### Directive
Copy out every line of the listing below word for word, with no changes.

=== Data section ===

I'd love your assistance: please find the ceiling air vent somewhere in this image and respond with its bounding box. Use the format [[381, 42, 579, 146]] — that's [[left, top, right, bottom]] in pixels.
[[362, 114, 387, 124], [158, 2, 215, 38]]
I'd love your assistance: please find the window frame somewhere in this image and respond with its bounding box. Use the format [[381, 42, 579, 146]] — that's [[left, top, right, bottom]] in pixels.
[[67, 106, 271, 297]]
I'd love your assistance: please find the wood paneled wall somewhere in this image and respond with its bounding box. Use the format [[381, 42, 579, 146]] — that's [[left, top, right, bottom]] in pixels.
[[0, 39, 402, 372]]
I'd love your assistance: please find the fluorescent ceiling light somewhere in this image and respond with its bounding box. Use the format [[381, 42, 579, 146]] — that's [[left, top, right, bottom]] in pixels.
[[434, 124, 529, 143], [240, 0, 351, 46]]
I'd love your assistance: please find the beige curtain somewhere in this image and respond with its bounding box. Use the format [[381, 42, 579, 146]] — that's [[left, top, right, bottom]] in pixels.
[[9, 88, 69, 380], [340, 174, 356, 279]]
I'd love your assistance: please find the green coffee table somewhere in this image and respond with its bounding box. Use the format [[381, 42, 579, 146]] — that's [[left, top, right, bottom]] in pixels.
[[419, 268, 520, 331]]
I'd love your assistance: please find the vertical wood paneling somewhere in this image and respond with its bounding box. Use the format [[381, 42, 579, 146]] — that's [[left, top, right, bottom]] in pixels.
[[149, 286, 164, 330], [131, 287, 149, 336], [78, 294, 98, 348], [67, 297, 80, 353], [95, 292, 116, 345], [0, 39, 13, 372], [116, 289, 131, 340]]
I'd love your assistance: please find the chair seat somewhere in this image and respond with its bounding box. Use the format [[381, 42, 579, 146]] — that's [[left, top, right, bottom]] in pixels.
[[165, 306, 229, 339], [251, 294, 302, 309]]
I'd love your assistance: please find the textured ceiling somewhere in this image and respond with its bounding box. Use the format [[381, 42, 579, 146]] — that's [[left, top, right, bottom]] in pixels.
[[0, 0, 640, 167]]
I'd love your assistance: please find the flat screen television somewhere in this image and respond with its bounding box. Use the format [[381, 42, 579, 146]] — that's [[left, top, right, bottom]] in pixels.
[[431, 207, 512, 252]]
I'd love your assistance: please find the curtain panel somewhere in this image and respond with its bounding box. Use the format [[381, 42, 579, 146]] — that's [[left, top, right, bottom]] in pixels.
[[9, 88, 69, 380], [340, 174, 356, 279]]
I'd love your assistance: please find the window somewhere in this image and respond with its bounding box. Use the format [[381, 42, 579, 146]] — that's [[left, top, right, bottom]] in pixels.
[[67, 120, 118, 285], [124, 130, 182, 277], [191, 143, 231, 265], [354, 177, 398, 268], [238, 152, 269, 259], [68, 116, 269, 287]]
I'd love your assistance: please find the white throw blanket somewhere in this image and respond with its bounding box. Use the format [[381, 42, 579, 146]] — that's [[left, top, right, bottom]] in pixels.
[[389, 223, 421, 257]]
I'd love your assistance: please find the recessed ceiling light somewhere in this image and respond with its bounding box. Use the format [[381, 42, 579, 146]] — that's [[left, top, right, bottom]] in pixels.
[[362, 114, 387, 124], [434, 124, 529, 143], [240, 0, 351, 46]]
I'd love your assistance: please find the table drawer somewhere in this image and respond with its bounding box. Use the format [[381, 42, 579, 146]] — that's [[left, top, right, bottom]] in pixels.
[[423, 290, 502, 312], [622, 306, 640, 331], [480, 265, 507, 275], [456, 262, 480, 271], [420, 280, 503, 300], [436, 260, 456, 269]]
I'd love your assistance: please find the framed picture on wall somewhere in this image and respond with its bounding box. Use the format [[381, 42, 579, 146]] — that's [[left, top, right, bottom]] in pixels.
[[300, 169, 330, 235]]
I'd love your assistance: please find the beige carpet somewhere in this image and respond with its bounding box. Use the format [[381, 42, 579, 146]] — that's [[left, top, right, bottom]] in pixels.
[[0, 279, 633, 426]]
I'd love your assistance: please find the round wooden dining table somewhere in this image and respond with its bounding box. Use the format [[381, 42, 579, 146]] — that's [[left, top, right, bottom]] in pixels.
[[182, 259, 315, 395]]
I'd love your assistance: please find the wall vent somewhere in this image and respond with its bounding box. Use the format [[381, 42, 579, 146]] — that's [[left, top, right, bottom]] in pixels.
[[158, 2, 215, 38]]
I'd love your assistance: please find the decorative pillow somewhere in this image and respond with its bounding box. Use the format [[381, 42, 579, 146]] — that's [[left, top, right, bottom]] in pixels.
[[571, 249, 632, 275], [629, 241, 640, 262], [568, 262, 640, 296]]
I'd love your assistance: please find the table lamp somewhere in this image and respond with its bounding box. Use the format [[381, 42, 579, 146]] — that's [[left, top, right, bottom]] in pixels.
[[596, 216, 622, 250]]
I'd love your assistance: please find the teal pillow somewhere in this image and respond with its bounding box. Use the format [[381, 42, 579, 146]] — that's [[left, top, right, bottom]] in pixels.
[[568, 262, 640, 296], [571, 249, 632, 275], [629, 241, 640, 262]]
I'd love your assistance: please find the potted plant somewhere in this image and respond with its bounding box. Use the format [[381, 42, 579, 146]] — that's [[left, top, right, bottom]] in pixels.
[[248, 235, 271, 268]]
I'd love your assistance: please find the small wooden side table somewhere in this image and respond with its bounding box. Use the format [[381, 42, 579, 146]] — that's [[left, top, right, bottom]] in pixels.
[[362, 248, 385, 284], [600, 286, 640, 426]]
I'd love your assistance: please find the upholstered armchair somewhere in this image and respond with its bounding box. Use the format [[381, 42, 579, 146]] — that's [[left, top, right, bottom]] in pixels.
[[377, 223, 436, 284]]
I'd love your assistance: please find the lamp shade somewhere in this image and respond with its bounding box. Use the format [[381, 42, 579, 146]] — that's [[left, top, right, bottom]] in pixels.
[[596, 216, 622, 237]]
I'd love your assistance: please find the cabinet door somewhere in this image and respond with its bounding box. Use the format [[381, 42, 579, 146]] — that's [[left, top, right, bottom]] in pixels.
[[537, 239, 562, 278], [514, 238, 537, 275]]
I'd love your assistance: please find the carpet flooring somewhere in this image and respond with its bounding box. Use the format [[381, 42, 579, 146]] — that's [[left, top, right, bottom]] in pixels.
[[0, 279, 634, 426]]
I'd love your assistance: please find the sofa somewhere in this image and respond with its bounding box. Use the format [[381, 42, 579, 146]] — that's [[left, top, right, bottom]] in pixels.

===

### Exercise result
I'd love your assistance: please find the ceiling air vent somewhere in this image and respond with its bounding box. Use the format [[381, 42, 579, 146]] — that's [[left, top, right, bottom]] in pixels.
[[362, 114, 387, 124], [158, 2, 215, 38]]
I'd love your assistance: please find the window frame somewhere in this image and respond with its bounding box. Use the format [[381, 42, 579, 146]] — that's [[left, top, right, bottom]] in pixels.
[[67, 106, 271, 297]]
I'd love your assistance: please find the wood paneled wall somewhere in this image and respond with its bounding box. Use the format [[381, 42, 579, 146]] — that's [[left, top, right, bottom]] in pixels.
[[0, 39, 402, 372]]
I'd love your assistance: please find the fluorescent ceiling light somewhere in this image and respond with its bounding box. Use the format [[381, 42, 579, 146]] — that's [[left, top, right, bottom]] in pixels.
[[434, 124, 529, 143], [240, 0, 351, 46]]
I'd love your assistance: please find the beige curtain somewhere in this image and respond with its bounding box. Use the format [[381, 42, 579, 146]] — that's [[left, top, right, bottom]] in pixels.
[[9, 88, 69, 380], [340, 174, 356, 279]]
I'd love your assistance: please find the green coffee table somewhere in this image and respond with its bounding box. Use the format [[381, 42, 579, 146]] — that's [[left, top, right, bottom]] in pixels.
[[419, 268, 520, 331]]
I'd love your assistance: please find the vertical wood paneling somewhere in this image and respond with its bounding box. Use the format [[381, 42, 579, 146]] — that's [[left, top, right, bottom]] in pixels.
[[149, 286, 164, 330], [131, 287, 149, 336], [78, 294, 98, 348], [67, 297, 80, 353], [95, 292, 116, 345], [0, 39, 13, 372], [116, 289, 131, 340]]
I'd love your assistance: please find the chair seat somewhere in this image and respond with its bounding box. Use the format [[381, 42, 579, 146]] — that's [[left, top, right, bottom]] in pixels.
[[165, 306, 229, 339], [251, 294, 302, 309]]
I'd love your assistance: please find the textured ceiling somewhere in this image and respond with its bounding box. Use the format [[381, 42, 579, 146]] — that's [[left, top, right, bottom]] in pixels.
[[0, 0, 640, 167]]
I'd love your assistance: please find the flat screen television somewhere in this image and respond with its bounding box. Use the format [[381, 42, 579, 146]] — that's [[left, top, right, bottom]] in pixels.
[[431, 207, 512, 252]]
I'd love your assistance: please find the curtain panel somewhere in this image and respond with its bounding box. Use the format [[381, 42, 579, 146]] — that's [[left, top, right, bottom]] in pixels.
[[9, 88, 69, 380], [340, 174, 356, 279]]
I'd love your assistance: please find the window somewhere in this image and respond with its bounding box. Use the format [[381, 42, 579, 146]] — that's [[left, top, right, bottom]] in pixels.
[[67, 120, 118, 285], [124, 130, 182, 277], [191, 143, 231, 265], [354, 177, 398, 268], [238, 152, 269, 259], [68, 116, 269, 287]]
I'd love your assistance: please find the white throw blanket somewhere in this image and respond with its bounding box. Use the format [[381, 42, 579, 146]] — that's [[left, top, right, bottom]] in pixels.
[[389, 223, 421, 257]]
I'd love your assistance: please find the recessed ceiling light somewhere in this image and respond with its bounding box. Use the format [[381, 42, 579, 146]] — that's [[left, top, right, bottom]] in pixels.
[[362, 114, 387, 124], [434, 124, 529, 143], [240, 0, 351, 46]]
I'd love your assistance: please find the table drawer somewhere in this image and respond with its bounding box. Use the format [[381, 42, 579, 146]] — that's [[left, top, right, bottom]] in pixels.
[[423, 290, 502, 312], [622, 306, 640, 331], [480, 265, 507, 275], [456, 262, 480, 271], [420, 280, 503, 300], [436, 260, 456, 269]]
I'd love your assistance: please find the framed picture on wall somewhere in this image and respond with its bounding box. Use the format [[381, 42, 579, 146]] — that's [[left, top, right, bottom]] in pixels.
[[300, 169, 330, 235]]
I'd love your assistance: please find the beige carpet somewhere in this image and respond with its bounding box. Use the format [[381, 42, 579, 146]] — that's [[left, top, right, bottom]] in pixels.
[[0, 279, 633, 426]]
I'd love your assistance: please find the round wooden dining table somewhere in this image and respond with its bounding box. Use the format [[381, 42, 579, 146]] — that's [[left, top, right, bottom]] in pixels.
[[182, 259, 315, 395]]
I'd love your assistance: please find the wall vent somewhere in this image and respond with its bounding box. Use the format [[381, 42, 579, 146]] — that's [[left, top, right, bottom]] in pixels.
[[158, 2, 215, 38]]
I'd love your assistance: please find the decorative pillow somewhere in this image and respond with its bounding box. Use the format [[381, 42, 579, 146]] — that's [[left, top, right, bottom]] in pixels.
[[571, 249, 632, 275], [629, 241, 640, 262], [568, 262, 640, 296]]
I'd love your assistance: please find the table lamp somewhere in this image and respond with its bounding box. Use the format [[381, 42, 579, 146]] — that's [[left, top, right, bottom]] in pixels.
[[596, 216, 622, 250]]
I'd love your assistance: please find the teal pillow somewhere in this image and respond with its bounding box. Use the format [[381, 42, 579, 146]] — that's [[left, top, right, bottom]] in pixels.
[[568, 262, 640, 296], [571, 249, 632, 275], [629, 241, 640, 262]]
I'd love your assistance: please find the potted plant somewhere in this image and respond with its bounding box. Use the format [[381, 42, 579, 146]] — that's [[left, top, right, bottom]] in pixels.
[[248, 235, 271, 268]]
I'd love your assistance: please find the small wooden side table somewhere in this image and respond with its bounding box. Use the format [[381, 42, 579, 146]] — that's [[left, top, right, bottom]] in pixels.
[[362, 248, 385, 284], [600, 286, 640, 426]]
I'd love your assistance: please find the upholstered armchair somewhere in this image and respond with its bounding box. Use the format [[381, 42, 579, 146]] — that's [[left, top, right, bottom]] in pixels.
[[377, 223, 436, 284]]
I'd love your assistance: please find the lamp shade somewhere in this image and respond with its bounding box. Use the format [[381, 42, 579, 146]] — that's [[left, top, right, bottom]] in pixels.
[[596, 216, 622, 237]]
I'd love your assistance: please find the cabinet door somewhere in this image and respond with its bounding box. Use the format [[381, 42, 579, 146]] — that's [[left, top, right, bottom]] in pixels.
[[537, 239, 562, 278], [514, 238, 537, 275]]
I'd love your assistance: please find the carpet flooring somewhere in this image and respond with its bounding box. Use the format [[381, 42, 579, 146]] — that's [[left, top, right, bottom]] in pixels.
[[0, 279, 634, 426]]
I'd love your assistance: please find the sofa somewhere in this image and respond with its bounding box. Use the format [[381, 42, 579, 146]] — that's [[left, top, right, bottom]] in pixels.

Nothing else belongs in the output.